• SELECTED TEXT:
◆ ◆ ◆

Even the label ‘Christian’ is one I’m not particularly concerned about any more. It’s not that I want to disown Christ of course, but when people label me in that way in order to put me in a category that separates me from my sisters and brothers who aren’t placed in that category – whether it be because of their faith understanding or their sexual orientation or because of some notorious sin that they might have committed – when the label ‘Christian’ is used to distinguish me from those persons who are supposedly not like me, I’d just as soon not wear the label, and be identified with those who don’t fit in, and allow my being-in-Christ to speak for itself in that context.
I’m not sure whether I’m making a lot of sense in this, but what I’m wanting to suggest is that the unity Christ talks about here may not fundamentally be an institutionalised unity, where we are all officially a part of the same organisation, or even a functional unity, where we all wear the same colour and all play for the same team. It’s a unity that is found in intimate relationships, where the boundaries between me and we break down, and where we sense ourselves as a part of the body – Christ in us and us in Christ, and through Christ, one with another.

◆ ◆ ◆

• INPUT DATA:
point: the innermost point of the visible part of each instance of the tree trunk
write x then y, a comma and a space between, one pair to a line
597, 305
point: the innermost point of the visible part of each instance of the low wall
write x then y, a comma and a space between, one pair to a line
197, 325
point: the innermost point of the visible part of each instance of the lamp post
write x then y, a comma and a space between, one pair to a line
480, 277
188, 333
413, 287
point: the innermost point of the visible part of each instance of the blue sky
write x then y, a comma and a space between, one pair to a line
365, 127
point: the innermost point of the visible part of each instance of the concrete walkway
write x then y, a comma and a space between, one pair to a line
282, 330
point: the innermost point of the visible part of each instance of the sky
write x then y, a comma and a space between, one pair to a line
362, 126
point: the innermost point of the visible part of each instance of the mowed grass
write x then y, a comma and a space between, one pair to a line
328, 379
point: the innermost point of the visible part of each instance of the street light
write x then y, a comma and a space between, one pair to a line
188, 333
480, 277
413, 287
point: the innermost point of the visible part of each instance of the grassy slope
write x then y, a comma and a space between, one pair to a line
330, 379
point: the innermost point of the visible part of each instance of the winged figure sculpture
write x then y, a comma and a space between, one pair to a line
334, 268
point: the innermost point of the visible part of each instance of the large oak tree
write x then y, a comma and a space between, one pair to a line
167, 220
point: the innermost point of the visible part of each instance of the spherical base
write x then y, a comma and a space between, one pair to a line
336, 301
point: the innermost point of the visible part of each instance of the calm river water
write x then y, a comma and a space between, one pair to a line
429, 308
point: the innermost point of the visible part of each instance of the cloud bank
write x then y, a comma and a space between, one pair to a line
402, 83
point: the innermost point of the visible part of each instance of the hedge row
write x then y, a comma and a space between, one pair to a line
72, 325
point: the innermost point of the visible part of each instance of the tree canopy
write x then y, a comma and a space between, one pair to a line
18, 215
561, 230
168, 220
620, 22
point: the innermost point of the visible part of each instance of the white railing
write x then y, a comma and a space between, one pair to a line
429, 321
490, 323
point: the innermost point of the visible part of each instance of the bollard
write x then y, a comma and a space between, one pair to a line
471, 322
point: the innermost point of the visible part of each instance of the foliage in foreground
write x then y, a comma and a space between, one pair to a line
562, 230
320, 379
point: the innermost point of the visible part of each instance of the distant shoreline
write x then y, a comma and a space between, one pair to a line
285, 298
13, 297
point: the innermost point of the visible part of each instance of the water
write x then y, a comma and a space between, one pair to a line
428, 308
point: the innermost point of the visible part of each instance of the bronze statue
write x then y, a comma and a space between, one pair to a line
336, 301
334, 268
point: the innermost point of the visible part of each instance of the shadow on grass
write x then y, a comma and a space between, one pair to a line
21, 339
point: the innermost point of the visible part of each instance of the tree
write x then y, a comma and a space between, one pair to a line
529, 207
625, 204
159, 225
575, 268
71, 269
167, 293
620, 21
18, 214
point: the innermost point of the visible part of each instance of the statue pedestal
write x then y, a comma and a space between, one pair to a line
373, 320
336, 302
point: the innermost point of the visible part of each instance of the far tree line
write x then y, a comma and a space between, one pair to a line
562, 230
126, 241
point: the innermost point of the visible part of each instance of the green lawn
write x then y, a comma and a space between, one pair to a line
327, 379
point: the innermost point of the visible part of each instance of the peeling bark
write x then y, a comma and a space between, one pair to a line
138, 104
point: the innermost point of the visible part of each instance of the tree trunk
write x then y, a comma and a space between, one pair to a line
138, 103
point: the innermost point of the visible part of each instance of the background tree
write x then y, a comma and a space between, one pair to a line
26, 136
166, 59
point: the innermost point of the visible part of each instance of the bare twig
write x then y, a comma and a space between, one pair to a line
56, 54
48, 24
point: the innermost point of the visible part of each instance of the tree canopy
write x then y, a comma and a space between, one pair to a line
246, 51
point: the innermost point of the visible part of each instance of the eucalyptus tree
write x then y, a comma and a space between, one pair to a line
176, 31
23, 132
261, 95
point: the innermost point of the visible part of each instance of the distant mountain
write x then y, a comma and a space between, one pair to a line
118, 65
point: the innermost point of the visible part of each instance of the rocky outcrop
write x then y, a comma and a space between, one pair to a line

◆ ◆ ◆

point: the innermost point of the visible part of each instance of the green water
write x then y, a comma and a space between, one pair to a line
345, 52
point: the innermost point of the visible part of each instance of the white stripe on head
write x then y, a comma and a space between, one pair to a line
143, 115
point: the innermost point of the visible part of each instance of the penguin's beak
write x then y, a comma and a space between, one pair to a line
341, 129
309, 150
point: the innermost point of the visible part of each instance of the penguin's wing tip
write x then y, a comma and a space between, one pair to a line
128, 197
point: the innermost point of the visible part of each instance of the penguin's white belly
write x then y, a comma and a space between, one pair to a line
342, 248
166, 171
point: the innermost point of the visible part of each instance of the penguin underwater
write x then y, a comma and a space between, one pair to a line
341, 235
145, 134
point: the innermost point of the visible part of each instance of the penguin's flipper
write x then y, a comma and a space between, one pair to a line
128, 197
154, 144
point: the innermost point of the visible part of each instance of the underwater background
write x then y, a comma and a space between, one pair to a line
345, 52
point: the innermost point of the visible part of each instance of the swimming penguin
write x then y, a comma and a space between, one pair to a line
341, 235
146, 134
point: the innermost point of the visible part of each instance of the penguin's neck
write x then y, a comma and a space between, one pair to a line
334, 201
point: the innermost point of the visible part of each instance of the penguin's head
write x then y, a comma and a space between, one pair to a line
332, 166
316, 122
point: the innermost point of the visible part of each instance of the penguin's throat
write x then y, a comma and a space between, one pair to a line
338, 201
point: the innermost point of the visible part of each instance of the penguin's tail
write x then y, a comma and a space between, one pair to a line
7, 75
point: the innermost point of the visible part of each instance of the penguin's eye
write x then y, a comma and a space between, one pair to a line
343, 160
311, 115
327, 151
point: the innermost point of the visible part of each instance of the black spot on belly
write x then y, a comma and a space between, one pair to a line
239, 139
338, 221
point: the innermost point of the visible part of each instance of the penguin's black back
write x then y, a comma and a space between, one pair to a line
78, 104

◆ ◆ ◆

• YOUR TASKS:
1) According to the passage on Christian unity, where is the unity Christ talks about found?
2) Repeat the section of the passage on Christian unity that begins at the words "I’m not sure" and stops after "one with another.".
Base your answers on the passage on Christian unity alone.

• RESULTS BY TASK:
1) It is found in intimate relationships, where the boundaries between me and we break down.

2)
I’m not sure whether I’m making a lot of sense in this, but what I’m wanting to suggest is that the unity Christ talks about here may not fundamentally be an institutionalised unity, where we are all officially a part of the same organisation, or even a functional unity, where we all wear the same colour and all play for the same team. It’s a unity that is found in intimate relationships, where the boundaries between me and we break down, and where we sense ourselves as a part of the body – Christ in us and us in Christ, and through Christ, one with another.